__Dataset records__
###

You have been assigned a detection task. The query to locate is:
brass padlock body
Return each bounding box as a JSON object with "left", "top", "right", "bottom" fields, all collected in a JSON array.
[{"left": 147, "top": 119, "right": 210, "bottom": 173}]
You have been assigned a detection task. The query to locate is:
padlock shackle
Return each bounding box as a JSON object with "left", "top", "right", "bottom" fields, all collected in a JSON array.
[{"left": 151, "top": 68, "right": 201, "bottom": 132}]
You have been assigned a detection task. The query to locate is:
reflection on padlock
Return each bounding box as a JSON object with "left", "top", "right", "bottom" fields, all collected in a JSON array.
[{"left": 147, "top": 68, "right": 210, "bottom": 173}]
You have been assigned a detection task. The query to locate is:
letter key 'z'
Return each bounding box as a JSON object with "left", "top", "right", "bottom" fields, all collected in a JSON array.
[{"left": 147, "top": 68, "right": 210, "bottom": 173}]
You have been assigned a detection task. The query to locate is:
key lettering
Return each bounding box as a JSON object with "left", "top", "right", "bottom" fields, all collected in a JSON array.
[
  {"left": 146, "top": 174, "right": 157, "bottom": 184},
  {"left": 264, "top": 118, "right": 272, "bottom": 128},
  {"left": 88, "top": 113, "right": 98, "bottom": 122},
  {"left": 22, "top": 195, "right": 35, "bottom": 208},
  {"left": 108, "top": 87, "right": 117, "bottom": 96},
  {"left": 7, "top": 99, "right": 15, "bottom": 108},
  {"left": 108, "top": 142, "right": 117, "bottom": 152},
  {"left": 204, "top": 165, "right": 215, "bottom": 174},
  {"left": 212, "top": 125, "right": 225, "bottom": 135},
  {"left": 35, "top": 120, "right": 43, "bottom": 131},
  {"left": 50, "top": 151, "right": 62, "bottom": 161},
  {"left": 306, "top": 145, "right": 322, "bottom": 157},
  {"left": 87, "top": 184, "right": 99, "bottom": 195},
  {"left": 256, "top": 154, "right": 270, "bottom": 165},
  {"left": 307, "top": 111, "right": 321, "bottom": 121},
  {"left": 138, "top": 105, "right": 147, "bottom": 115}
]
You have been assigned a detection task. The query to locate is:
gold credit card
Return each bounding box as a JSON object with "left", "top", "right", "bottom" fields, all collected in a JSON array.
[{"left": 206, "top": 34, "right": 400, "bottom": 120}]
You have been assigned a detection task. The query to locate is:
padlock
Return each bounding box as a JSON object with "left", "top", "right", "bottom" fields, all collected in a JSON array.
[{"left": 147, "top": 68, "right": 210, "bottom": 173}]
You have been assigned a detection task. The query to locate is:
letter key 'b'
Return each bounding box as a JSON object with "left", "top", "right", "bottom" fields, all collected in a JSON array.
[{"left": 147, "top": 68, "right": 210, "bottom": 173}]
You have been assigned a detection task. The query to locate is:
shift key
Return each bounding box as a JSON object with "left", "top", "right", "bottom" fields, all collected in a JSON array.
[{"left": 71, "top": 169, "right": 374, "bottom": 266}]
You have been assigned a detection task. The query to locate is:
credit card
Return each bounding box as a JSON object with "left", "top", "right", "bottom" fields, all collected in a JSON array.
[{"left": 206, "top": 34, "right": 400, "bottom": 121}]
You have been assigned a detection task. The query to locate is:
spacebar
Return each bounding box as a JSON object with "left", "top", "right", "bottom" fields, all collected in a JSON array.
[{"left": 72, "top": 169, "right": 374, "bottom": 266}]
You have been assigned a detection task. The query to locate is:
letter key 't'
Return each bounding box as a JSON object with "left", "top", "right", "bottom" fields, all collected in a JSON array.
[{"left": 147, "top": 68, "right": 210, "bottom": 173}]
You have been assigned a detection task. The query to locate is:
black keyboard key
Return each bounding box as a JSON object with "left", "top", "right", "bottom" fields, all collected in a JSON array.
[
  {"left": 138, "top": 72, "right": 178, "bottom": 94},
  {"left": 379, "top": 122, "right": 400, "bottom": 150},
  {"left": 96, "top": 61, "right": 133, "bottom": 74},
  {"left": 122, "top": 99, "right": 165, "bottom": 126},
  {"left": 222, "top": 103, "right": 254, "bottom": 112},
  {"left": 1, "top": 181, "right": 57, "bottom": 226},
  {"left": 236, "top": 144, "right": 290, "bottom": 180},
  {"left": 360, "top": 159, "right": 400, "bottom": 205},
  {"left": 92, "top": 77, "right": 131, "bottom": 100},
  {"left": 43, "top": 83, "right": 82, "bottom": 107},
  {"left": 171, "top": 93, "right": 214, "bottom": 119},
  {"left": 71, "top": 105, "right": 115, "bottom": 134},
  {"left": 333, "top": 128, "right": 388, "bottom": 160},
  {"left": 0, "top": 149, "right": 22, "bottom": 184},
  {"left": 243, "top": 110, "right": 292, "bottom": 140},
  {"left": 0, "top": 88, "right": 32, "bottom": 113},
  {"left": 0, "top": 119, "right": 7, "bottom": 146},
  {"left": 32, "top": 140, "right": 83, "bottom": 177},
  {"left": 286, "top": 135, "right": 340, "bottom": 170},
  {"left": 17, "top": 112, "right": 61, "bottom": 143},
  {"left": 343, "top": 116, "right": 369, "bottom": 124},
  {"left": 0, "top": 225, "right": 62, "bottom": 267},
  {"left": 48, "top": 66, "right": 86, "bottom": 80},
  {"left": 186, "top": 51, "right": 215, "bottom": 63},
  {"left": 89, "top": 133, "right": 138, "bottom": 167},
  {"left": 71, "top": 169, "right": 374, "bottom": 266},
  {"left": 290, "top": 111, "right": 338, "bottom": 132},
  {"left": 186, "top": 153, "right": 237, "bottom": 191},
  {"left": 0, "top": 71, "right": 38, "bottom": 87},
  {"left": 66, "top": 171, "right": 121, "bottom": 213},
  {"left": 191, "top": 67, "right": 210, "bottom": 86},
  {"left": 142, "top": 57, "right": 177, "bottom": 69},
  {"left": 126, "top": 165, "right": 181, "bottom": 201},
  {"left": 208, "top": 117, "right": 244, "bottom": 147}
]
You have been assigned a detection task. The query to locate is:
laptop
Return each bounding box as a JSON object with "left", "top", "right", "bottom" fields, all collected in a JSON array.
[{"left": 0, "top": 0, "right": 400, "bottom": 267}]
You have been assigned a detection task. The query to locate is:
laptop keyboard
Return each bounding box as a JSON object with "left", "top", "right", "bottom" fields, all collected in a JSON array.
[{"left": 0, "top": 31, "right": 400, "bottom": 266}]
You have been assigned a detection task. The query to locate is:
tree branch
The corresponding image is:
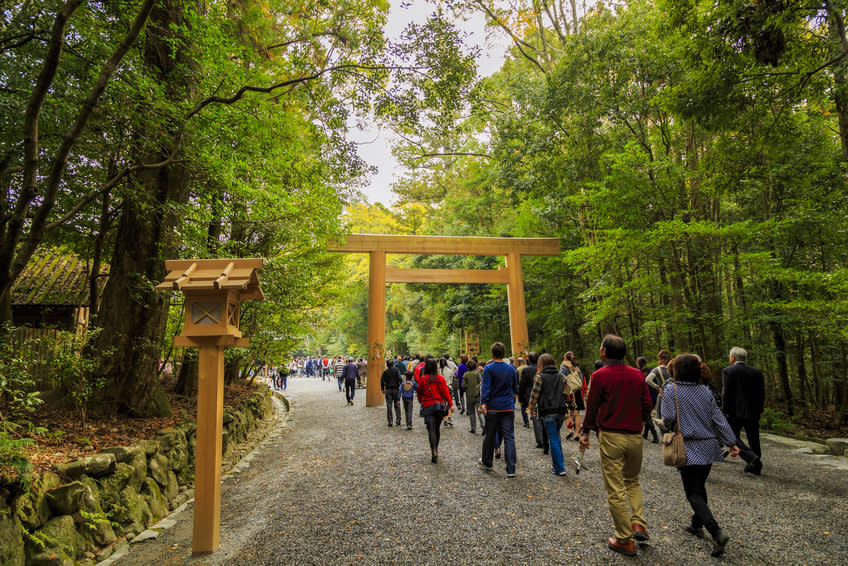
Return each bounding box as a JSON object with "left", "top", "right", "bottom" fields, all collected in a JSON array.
[
  {"left": 411, "top": 151, "right": 492, "bottom": 159},
  {"left": 474, "top": 0, "right": 547, "bottom": 74},
  {"left": 8, "top": 0, "right": 155, "bottom": 280},
  {"left": 0, "top": 0, "right": 83, "bottom": 265}
]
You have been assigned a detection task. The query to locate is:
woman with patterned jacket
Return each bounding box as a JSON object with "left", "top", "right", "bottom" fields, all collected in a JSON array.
[{"left": 662, "top": 354, "right": 739, "bottom": 556}]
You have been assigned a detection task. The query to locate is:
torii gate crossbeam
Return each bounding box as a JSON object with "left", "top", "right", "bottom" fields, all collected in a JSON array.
[{"left": 327, "top": 234, "right": 560, "bottom": 407}]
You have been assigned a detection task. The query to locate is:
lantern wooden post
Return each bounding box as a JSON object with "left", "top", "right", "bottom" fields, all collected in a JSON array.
[
  {"left": 156, "top": 259, "right": 265, "bottom": 555},
  {"left": 191, "top": 338, "right": 224, "bottom": 554}
]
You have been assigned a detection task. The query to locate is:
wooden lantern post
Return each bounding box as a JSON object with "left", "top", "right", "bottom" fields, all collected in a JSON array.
[{"left": 156, "top": 259, "right": 265, "bottom": 555}]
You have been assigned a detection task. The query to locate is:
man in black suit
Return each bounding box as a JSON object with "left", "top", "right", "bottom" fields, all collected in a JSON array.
[{"left": 721, "top": 347, "right": 765, "bottom": 475}]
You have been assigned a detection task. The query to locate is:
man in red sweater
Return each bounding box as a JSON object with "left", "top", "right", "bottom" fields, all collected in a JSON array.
[{"left": 580, "top": 334, "right": 651, "bottom": 556}]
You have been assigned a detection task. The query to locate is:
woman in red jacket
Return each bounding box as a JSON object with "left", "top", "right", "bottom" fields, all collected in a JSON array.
[{"left": 418, "top": 356, "right": 453, "bottom": 464}]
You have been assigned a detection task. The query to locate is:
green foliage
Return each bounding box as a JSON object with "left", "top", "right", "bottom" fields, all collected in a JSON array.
[
  {"left": 79, "top": 509, "right": 120, "bottom": 532},
  {"left": 52, "top": 329, "right": 106, "bottom": 427},
  {"left": 0, "top": 432, "right": 34, "bottom": 489},
  {"left": 21, "top": 524, "right": 56, "bottom": 550},
  {"left": 760, "top": 408, "right": 795, "bottom": 434},
  {"left": 0, "top": 324, "right": 42, "bottom": 432}
]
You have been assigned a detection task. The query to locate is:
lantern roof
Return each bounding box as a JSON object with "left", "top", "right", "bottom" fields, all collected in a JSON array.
[{"left": 156, "top": 258, "right": 265, "bottom": 301}]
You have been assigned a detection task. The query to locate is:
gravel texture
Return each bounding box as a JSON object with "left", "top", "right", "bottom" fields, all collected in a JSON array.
[{"left": 116, "top": 378, "right": 848, "bottom": 566}]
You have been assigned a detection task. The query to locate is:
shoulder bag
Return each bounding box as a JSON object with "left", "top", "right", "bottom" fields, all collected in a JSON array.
[
  {"left": 663, "top": 383, "right": 686, "bottom": 468},
  {"left": 420, "top": 375, "right": 450, "bottom": 418}
]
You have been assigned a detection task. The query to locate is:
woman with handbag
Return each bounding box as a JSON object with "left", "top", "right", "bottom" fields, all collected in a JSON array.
[
  {"left": 662, "top": 354, "right": 739, "bottom": 556},
  {"left": 418, "top": 356, "right": 453, "bottom": 464}
]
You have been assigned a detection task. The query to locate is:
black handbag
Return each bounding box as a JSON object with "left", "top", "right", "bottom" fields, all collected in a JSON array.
[{"left": 420, "top": 376, "right": 450, "bottom": 417}]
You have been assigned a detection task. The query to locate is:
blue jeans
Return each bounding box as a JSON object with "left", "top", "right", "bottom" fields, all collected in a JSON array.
[
  {"left": 542, "top": 415, "right": 565, "bottom": 474},
  {"left": 483, "top": 411, "right": 518, "bottom": 474}
]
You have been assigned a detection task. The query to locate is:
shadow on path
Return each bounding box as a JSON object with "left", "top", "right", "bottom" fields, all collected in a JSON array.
[{"left": 117, "top": 378, "right": 848, "bottom": 566}]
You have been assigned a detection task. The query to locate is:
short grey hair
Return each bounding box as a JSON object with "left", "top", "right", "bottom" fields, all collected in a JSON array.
[{"left": 730, "top": 346, "right": 748, "bottom": 362}]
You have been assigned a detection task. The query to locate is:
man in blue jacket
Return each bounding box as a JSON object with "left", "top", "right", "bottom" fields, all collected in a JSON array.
[{"left": 479, "top": 342, "right": 518, "bottom": 478}]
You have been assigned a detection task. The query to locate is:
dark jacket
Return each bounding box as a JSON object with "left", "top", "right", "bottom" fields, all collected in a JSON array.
[
  {"left": 518, "top": 364, "right": 538, "bottom": 405},
  {"left": 721, "top": 362, "right": 766, "bottom": 420},
  {"left": 531, "top": 366, "right": 568, "bottom": 417},
  {"left": 380, "top": 367, "right": 403, "bottom": 391},
  {"left": 342, "top": 362, "right": 359, "bottom": 379}
]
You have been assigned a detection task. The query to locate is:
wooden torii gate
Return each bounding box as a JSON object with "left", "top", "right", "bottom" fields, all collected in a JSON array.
[{"left": 327, "top": 234, "right": 560, "bottom": 407}]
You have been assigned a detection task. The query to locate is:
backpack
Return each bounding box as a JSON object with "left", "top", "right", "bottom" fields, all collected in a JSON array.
[{"left": 565, "top": 369, "right": 583, "bottom": 393}]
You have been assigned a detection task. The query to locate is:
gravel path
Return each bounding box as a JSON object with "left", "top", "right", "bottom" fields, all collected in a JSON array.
[{"left": 117, "top": 378, "right": 848, "bottom": 566}]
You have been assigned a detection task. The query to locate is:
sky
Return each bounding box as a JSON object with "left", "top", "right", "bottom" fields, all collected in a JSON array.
[{"left": 351, "top": 0, "right": 509, "bottom": 205}]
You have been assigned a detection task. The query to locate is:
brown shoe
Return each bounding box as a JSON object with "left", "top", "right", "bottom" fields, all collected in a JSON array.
[
  {"left": 630, "top": 523, "right": 651, "bottom": 542},
  {"left": 607, "top": 537, "right": 636, "bottom": 556}
]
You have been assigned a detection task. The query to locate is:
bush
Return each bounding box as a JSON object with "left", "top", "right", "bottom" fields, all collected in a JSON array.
[
  {"left": 760, "top": 409, "right": 795, "bottom": 434},
  {"left": 0, "top": 324, "right": 42, "bottom": 422}
]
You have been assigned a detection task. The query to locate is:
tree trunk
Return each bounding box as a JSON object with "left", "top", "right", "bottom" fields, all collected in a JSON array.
[
  {"left": 796, "top": 332, "right": 808, "bottom": 408},
  {"left": 224, "top": 356, "right": 243, "bottom": 385},
  {"left": 809, "top": 331, "right": 824, "bottom": 409},
  {"left": 770, "top": 322, "right": 794, "bottom": 417},
  {"left": 90, "top": 0, "right": 192, "bottom": 417}
]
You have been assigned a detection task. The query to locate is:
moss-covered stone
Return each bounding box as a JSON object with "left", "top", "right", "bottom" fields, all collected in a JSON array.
[
  {"left": 0, "top": 497, "right": 26, "bottom": 566},
  {"left": 54, "top": 452, "right": 116, "bottom": 480},
  {"left": 103, "top": 444, "right": 147, "bottom": 489},
  {"left": 137, "top": 439, "right": 159, "bottom": 458},
  {"left": 73, "top": 478, "right": 115, "bottom": 551},
  {"left": 147, "top": 454, "right": 171, "bottom": 487},
  {"left": 15, "top": 472, "right": 62, "bottom": 532},
  {"left": 177, "top": 419, "right": 197, "bottom": 463},
  {"left": 162, "top": 472, "right": 180, "bottom": 504},
  {"left": 99, "top": 462, "right": 135, "bottom": 509},
  {"left": 158, "top": 428, "right": 189, "bottom": 474},
  {"left": 106, "top": 485, "right": 153, "bottom": 534},
  {"left": 74, "top": 511, "right": 118, "bottom": 552},
  {"left": 26, "top": 515, "right": 85, "bottom": 566},
  {"left": 47, "top": 481, "right": 100, "bottom": 515},
  {"left": 141, "top": 478, "right": 168, "bottom": 521}
]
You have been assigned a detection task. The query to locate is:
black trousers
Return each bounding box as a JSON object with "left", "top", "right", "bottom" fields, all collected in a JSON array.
[
  {"left": 727, "top": 417, "right": 762, "bottom": 464},
  {"left": 384, "top": 389, "right": 400, "bottom": 426},
  {"left": 424, "top": 415, "right": 442, "bottom": 449},
  {"left": 678, "top": 464, "right": 721, "bottom": 538}
]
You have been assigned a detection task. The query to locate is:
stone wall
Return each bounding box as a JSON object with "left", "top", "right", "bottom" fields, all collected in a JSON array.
[{"left": 0, "top": 385, "right": 274, "bottom": 566}]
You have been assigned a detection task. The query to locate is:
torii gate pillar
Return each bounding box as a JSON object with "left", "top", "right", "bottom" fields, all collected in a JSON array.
[
  {"left": 365, "top": 251, "right": 386, "bottom": 407},
  {"left": 327, "top": 234, "right": 559, "bottom": 407}
]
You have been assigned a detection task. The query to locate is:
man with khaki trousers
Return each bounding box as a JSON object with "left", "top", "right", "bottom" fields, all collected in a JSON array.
[{"left": 580, "top": 334, "right": 651, "bottom": 556}]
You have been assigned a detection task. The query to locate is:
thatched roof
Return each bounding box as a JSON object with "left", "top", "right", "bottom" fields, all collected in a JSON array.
[{"left": 12, "top": 247, "right": 109, "bottom": 306}]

###

__Problem requirements__
Count the lines in the listing that contain the word "keyboard", matching case exactly, and give only the number.

__Solution to the exercise__
2